Extracted records:
⁂

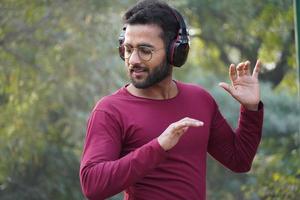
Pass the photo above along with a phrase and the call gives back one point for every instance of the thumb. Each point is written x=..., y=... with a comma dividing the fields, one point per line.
x=226, y=87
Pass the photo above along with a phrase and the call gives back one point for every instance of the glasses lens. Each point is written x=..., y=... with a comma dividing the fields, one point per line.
x=145, y=53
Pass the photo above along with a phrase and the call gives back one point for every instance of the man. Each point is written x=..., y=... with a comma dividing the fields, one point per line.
x=151, y=137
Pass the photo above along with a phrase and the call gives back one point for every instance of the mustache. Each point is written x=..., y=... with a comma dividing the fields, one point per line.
x=137, y=68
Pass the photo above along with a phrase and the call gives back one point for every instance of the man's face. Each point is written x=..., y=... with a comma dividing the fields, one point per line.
x=145, y=55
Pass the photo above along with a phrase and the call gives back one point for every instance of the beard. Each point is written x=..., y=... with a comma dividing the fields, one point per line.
x=156, y=75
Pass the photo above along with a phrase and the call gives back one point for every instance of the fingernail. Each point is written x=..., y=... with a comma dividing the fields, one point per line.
x=199, y=123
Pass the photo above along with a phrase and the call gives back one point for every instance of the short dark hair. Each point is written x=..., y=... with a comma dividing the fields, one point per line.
x=154, y=12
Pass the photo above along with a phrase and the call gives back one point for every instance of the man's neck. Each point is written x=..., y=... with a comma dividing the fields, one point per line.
x=165, y=89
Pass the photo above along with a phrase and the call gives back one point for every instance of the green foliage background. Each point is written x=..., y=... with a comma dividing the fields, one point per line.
x=57, y=58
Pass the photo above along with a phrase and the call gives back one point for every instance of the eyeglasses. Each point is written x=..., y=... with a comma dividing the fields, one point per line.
x=144, y=52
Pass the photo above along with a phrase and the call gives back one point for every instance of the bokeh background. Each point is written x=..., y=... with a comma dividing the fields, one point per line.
x=57, y=58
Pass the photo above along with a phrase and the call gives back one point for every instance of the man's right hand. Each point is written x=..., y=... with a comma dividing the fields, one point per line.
x=170, y=137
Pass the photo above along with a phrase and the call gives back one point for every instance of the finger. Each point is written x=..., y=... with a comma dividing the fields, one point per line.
x=256, y=69
x=226, y=87
x=187, y=123
x=180, y=132
x=232, y=73
x=240, y=69
x=247, y=68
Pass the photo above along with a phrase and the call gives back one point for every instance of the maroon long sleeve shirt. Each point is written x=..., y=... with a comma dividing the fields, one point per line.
x=121, y=150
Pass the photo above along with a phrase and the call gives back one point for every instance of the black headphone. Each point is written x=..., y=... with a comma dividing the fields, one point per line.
x=178, y=49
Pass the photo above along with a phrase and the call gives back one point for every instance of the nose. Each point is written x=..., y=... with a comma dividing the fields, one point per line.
x=134, y=58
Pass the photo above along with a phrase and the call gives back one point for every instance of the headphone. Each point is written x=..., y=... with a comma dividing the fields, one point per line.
x=177, y=50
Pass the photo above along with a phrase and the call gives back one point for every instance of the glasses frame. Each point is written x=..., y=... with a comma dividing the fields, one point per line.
x=139, y=49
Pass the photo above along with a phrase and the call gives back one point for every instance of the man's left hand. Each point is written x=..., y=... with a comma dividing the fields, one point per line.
x=244, y=86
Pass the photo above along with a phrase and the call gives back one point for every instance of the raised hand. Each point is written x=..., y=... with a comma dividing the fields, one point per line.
x=244, y=86
x=170, y=137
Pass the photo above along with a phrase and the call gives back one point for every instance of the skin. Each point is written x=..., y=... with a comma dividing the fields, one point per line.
x=244, y=87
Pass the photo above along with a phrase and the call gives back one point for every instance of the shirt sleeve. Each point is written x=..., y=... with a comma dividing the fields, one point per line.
x=102, y=172
x=236, y=149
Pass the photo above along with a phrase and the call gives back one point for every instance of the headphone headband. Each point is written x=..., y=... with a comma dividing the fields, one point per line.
x=178, y=49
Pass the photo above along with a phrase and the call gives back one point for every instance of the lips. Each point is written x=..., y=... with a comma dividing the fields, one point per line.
x=138, y=70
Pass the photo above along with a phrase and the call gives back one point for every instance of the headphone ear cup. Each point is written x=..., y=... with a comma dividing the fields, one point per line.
x=121, y=41
x=170, y=52
x=122, y=52
x=180, y=54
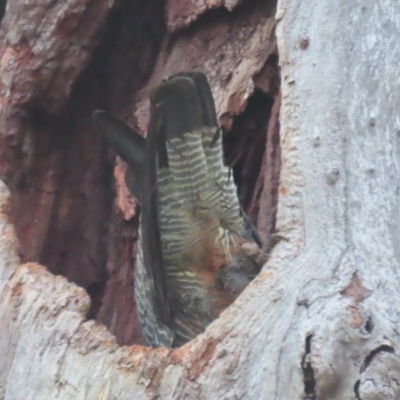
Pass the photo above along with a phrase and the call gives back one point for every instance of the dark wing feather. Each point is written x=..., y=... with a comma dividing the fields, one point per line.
x=127, y=143
x=152, y=250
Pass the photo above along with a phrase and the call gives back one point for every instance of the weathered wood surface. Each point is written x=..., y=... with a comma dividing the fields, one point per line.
x=321, y=321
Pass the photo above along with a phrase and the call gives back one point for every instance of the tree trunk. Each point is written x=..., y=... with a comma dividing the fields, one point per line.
x=320, y=321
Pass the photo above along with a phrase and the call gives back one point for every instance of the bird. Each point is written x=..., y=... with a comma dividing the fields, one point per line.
x=196, y=249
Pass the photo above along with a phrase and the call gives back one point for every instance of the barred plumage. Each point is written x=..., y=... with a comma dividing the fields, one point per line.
x=191, y=262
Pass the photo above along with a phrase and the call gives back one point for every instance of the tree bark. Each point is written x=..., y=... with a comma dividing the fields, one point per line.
x=321, y=319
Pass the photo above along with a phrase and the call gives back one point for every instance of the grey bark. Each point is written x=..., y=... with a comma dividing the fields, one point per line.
x=322, y=319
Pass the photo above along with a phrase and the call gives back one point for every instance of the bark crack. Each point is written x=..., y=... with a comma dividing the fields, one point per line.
x=308, y=372
x=367, y=363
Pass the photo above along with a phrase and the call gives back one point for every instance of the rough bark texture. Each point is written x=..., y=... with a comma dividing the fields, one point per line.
x=321, y=320
x=59, y=63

⁂

**What you need to do:**
Retype the entries word for word. Omit any images.

**Correct response:**
Pass the photo above along with a phrase and the call gives back one point for every instance of the thumb. Each point is written x=..., y=... with a comma dividing the fields, one point per line.
x=226, y=87
Pass the photo above along with a phrase and the call gives back one point for every instance of the glasses lens. Each point is written x=..., y=... with a comma dividing the fields, one point per line.
x=145, y=53
Pass the photo above along with a phrase and the call gives back one point for every instance of the man. Each point is written x=..., y=... with a comma dividing the fields, one point per line.
x=151, y=137
Pass the photo above along with a phrase and the call gives back one point for every instance of the mustache. Each point is written x=..., y=... with a comma dividing the fields, one point per line.
x=137, y=68
Pass the photo above along with a phrase and the call gives back one point for every instance of the man's face. Each point is written x=..., y=... with a comma dividing the fields, one point per line.
x=145, y=55
Pass the photo above along with a phrase and the call gives back one point for every instance of the beard. Each point is written x=..., y=... with a comma dividing the fields, one point per line.
x=156, y=75
Pass the photo above along with a phrase and the call gives back one point for every instance of the fingernail. Each point is written x=..., y=... with a comma dividing the fields, one point per line.
x=199, y=123
Pass the photo above along with a phrase and the call gives back one point for every instance of the short dark hair. Each point is written x=..., y=... with a comma dividing the fields, one point per line.
x=154, y=12
Pass the photo above along with a phrase and the call gives back one point for every instance of the man's neck. Each point is written x=..., y=... with a comma dividing the fields, one point per line.
x=165, y=89
Pass the photo above along with a phrase and the call gives back one point for every instance of the green foliage background. Each point is written x=..., y=... with a comma dividing the fields, one point per line.
x=57, y=58
Pass the photo above along with a phrase and the call gives back one point for every instance of the eyeglasses. Each point is written x=..., y=... with a comma dividing the fields, one point per line.
x=144, y=52
Pass the photo above along with a phrase and the call gives back one point for every instance of the bokeh background. Each point is written x=..., y=... with a comma dividing the fields, one point per line.
x=57, y=58
Pass the photo above along with a phrase and the call gives back one point for every instance of the man's right hand. Each point is written x=..., y=... with a comma dividing the fields, one point per line.
x=170, y=137
Pass the photo above along with a phrase and the call gives back one point for every instance of the finger. Each point is written x=..., y=... with a comma dividing the fields, one point per line.
x=256, y=69
x=226, y=87
x=187, y=123
x=180, y=132
x=232, y=73
x=240, y=69
x=247, y=68
Pass the photo above along with a phrase and the call gives back one point for every instance of the maroon long sleeve shirt. Each point is written x=..., y=... with a comma dividing the fields, one point per line.
x=121, y=150
Pass the photo above along with a phrase and the call gives back one point for every instance of the black headphone. Each point is written x=..., y=... with a comma dividing the fields, one point per line.
x=178, y=49
Pass the photo above along with a phrase and the call gives back one point for every instance of the nose. Each point is written x=..., y=... with a comma dividing the fields, one point per line.
x=134, y=58
Pass the photo above along with a phrase and the call gives back one point for every instance of the headphone. Each point is written x=..., y=... with a comma dividing the fields, one point per line.
x=177, y=50
Pass the photo above along with a phrase and the call gives back one point for every instance of the glasses frame. Each point is written x=..., y=... with a comma dividing the fields, one point per line.
x=139, y=49
Pass the photo above along with a phrase and the call gives back one point for every instance of the man's left hand. Each point is written x=..., y=... with a comma dividing the fields, one point per line.
x=244, y=86
Pass the photo above along with a phrase and the call gives back one point for every instance of the raised hand. Each point is written x=..., y=... with a comma dividing the fields, one point per line.
x=244, y=86
x=170, y=137
Pass the photo above along with a phrase and the call gives back one point for every instance of the skin. Each point is written x=..., y=... with a comma dividing the fields, one point per line.
x=244, y=87
Pass the photo above along with a phrase and the call gives back one point for every instance of the shirt sleeve. Each point is written x=..., y=... with a comma dividing the fields, one point per line.
x=102, y=172
x=236, y=149
Pass the photo above along with a phrase and the call gives back one point for every instance of the headphone headband. Each point is written x=..., y=... with a comma dividing the fields, one point per line.
x=178, y=49
Pass the photo above along with a phrase and the call gives back one point for every instance of the lips. Each point is written x=..., y=... with a comma dividing the fields, one point per line.
x=138, y=70
Pass the photo above along with a phrase and the call gives back one point for every instance of the headphone ear cup. Each point is written x=..., y=... with a comma dividing the fields, one point per line.
x=121, y=41
x=170, y=52
x=122, y=52
x=180, y=54
Pass the photo above along with a phrase and the call gives back one point for every instance of the dark wing feather. Each point is written x=..., y=... with a comma dividing the fields, one point per line.
x=127, y=143
x=152, y=250
Pass the photo above along with a phrase and the call gives back one point for every instance of the weathered wood surface. Each point is written x=..., y=... with a comma dividing the fields, one point per line.
x=321, y=321
Pass the photo above along with a phrase and the call gives back one point for every instance of the tree trunk. Each point is written x=..., y=... with a comma dividing the fields, one point per line.
x=320, y=321
Pass the photo above along with a phrase and the call gives back one point for every instance of the bird. Each point is written x=..., y=... with a comma dividing the fields, one point per line.
x=196, y=249
Pass the photo above along with a phrase and the call gives back one point for every instance of the barred plumage. Each point is written x=..., y=... with a comma dividing the fields, one point per line.
x=191, y=262
Pass the photo above along with a phrase and the call gives back one point for every instance of the tree bark. Each point is written x=..., y=... with a comma dividing the fields, one point per line.
x=321, y=319
Pass the photo above along with a phrase and the call gives back one point for every instance of the grey bark. Each point is written x=..., y=... with a comma dividing the fields, one point per line.
x=322, y=319
Pass the photo above along with a phrase and the call gives back one point for every instance of the bark crack. Each point is written x=..., y=... with a comma dividing the fields, one point per line.
x=308, y=372
x=367, y=363
Pass the photo above along with a phrase and the call gives back one point for every instance of the rough bark texture. Each point is written x=..., y=... with a comma dividing the fields, one point per line.
x=321, y=320
x=59, y=63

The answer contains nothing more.